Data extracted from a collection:
** BEGIN **

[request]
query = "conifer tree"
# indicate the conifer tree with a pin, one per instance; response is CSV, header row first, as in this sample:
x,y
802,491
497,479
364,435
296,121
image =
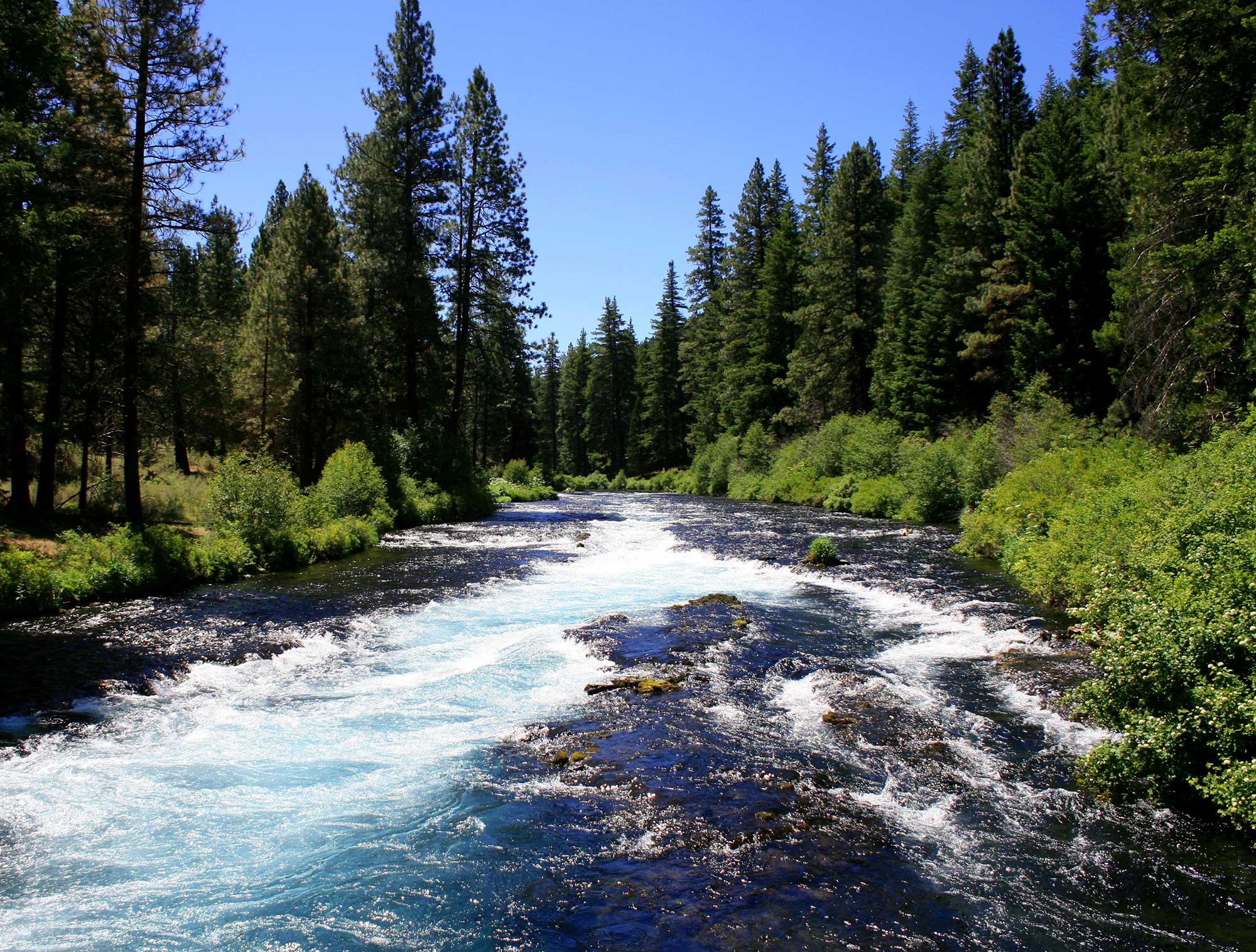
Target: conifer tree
x,y
1048,296
548,405
573,406
489,254
664,398
817,181
831,370
31,81
263,367
915,364
985,170
611,389
392,187
965,104
173,84
704,333
907,156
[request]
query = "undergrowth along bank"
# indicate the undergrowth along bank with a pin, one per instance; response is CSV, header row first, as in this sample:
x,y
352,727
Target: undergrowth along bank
x,y
254,517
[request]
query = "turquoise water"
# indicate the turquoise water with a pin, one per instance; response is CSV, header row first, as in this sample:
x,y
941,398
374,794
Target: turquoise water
x,y
384,786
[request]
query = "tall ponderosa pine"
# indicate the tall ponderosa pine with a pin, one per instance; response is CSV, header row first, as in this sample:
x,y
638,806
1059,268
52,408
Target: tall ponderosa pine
x,y
916,361
548,405
312,302
32,71
665,425
1048,296
394,190
907,156
489,254
173,84
831,370
704,332
758,295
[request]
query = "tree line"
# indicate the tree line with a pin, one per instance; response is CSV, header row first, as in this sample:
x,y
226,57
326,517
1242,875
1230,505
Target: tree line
x,y
1097,234
1100,234
134,325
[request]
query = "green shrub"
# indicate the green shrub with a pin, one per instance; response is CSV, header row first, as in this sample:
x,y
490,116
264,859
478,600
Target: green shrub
x,y
933,482
254,498
351,485
881,497
714,464
823,552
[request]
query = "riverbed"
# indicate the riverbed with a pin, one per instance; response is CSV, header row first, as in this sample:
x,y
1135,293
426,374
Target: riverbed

** END **

Every record must be copied exactly, with images dropped from the result.

[request]
query = "conifer tree"
# indicate the conifer tree with a pin, one per instance; response is CSV, header row first, as in this sample:
x,y
802,491
497,479
364,435
296,121
image =
Target: conifer tree
x,y
1048,296
548,405
573,406
489,254
664,398
817,181
831,370
31,81
263,367
915,364
985,170
611,389
392,187
965,104
173,84
704,333
907,156
[request]
query = "undergrowth along bank"
# indicate the undergrowth along bank with a pin, one per instance; response is CSV, header row first, as in this sample:
x,y
352,727
Target: undergrowth along bank
x,y
254,517
[request]
query = "turquoise water"
# indicate the turquoise water with a pin, one per instance; response is CSV, header row first, as in this sample:
x,y
941,398
374,794
Target: turquoise water
x,y
384,786
[request]
query = "tall ponderosa pine"
# indicate the tall ponderosa pine with a pin, one per instance; response is CSV, header row first, as in this sample:
x,y
638,806
1059,268
52,408
Target: tall ponderosa pine
x,y
916,361
548,405
312,302
32,71
665,425
1048,296
394,190
907,156
489,254
173,84
831,370
704,332
758,295
[request]
query = "tree line"
# indicate the tree line with a pin, one per instance; response is CSV, header row first, as in this sample:
x,y
226,57
326,517
1242,875
1230,505
Target: tree line
x,y
1097,234
1100,234
134,325
[request]
query = "green shrub"
# indicate the green shrub with a pin, one per instance; response is CSV, header row first, as in this sample:
x,y
490,116
264,859
478,600
Target: green shrub
x,y
933,482
254,498
351,485
881,497
714,464
823,552
[request]
query = "riverbed"
# indicate the riverbed with a pin, one per instance; response is CSV, header row first, as in this sample:
x,y
1135,293
426,374
Target: riverbed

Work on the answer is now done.